-- Written request --
Please reproduce every row below word for word, leaving out the pictures.

* Begin Raw data *

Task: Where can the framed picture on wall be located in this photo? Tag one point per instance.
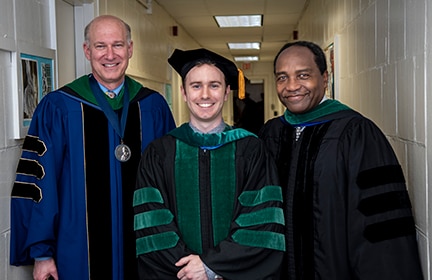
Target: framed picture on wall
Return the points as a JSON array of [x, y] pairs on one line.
[[37, 81], [330, 55], [34, 78]]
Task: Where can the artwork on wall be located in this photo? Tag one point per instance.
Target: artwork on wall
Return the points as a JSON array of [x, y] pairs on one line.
[[37, 81], [34, 78], [330, 55]]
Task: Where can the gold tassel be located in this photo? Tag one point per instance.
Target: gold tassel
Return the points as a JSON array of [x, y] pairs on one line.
[[241, 81]]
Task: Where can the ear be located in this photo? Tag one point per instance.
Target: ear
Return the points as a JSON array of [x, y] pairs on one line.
[[227, 91], [325, 79], [86, 49], [130, 49], [183, 92]]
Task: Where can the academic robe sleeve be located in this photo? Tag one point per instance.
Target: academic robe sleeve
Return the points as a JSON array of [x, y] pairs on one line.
[[380, 225], [254, 247], [246, 253], [34, 205], [158, 241]]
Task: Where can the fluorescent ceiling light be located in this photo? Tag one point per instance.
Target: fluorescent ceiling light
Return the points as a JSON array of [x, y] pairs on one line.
[[246, 58], [239, 21], [244, 46]]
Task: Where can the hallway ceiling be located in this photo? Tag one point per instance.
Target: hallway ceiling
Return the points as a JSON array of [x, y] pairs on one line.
[[196, 17]]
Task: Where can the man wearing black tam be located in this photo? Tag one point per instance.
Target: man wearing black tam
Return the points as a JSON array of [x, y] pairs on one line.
[[207, 202]]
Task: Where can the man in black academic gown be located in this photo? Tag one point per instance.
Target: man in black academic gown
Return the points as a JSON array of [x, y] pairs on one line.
[[208, 204], [348, 214]]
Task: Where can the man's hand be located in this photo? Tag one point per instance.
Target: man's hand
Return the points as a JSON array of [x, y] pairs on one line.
[[44, 269], [193, 268]]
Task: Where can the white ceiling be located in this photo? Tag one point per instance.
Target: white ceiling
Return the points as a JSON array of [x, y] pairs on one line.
[[196, 17]]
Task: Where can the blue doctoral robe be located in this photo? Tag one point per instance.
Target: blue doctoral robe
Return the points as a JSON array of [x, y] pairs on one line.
[[72, 199]]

* End Raw data *

-- Answer for the task --
Task: Where can the framed picture on wall be located in this photo? Tag one point per instance.
Target: framed picture on wall
Return the points as a JSON array of [x, y] pairs on one line.
[[37, 81], [330, 55], [34, 78]]
Task: Where can the artwork on wall be located in this photo? Tag one point per instance.
Target: artwork on wall
Return the points as a JSON array of [x, y] pairs on one line.
[[37, 81], [34, 78], [330, 55]]
Task: Where can the gold tassel be located in this photo? Tag one point per instance.
Target: gold tassel
Return the points as a JSON array of [x, y] pairs on one line.
[[241, 81]]
Task: Where can the ear be located in this photo? Tag one point per instance.
Target: ear
Return the points as a JSON array of [x, y] pairs on one line.
[[227, 91], [325, 79], [86, 49], [130, 49], [183, 92]]
Task: Where can the academic robe sleeve be located in this photo? Tag one point per instance.
Target: academic robe sleeve
Return the points as a JSON array of [x, y] pairs on one line.
[[380, 225], [254, 247], [246, 253], [34, 205], [158, 241]]
Task: Where can the fluorescent ceiling light be located in this photo? Tag one point per instance.
Target: fluorescent ceiling light
Return the points as a JSON array of [x, y] pairs on one line.
[[246, 58], [239, 21], [244, 46]]
Task: Where can the hallway ceiling be located in this photo? Tag one point per instance.
Target: hallway ceiling
Return the points as a JSON array of [x, y] pairs on one line.
[[196, 17]]
Task: Where can the man wearing black tam be located in this photo? Tag one point per instance.
Target: man wearing black tam
Return the points as a JSON array of [x, y] pairs on one line.
[[207, 202]]
Task: Where can the man in black academic gown be located in this photo? Tag one point per instance.
Target: man in black academic gown
Return the points as a JSON array of [x, y] pairs on one line.
[[208, 204], [348, 214]]
Task: Where can the man's hand be located in this photo? Tag one point per instance.
Target: man's hand
Return the points as a JSON array of [x, y] pairs on one line.
[[44, 269], [193, 268]]
Task: Where can the white ceiling be located in this photo? Tag one point per instance.
Target: white ceiling
Return the points as a JSON array of [x, y] pairs on one line.
[[196, 17]]
Task: Where can the blue doctoral robe be located in this photo? Tag one point per instance.
Target: blue doctoral robe
Return the points as a JSON array of [x, y] pairs on one line.
[[72, 199]]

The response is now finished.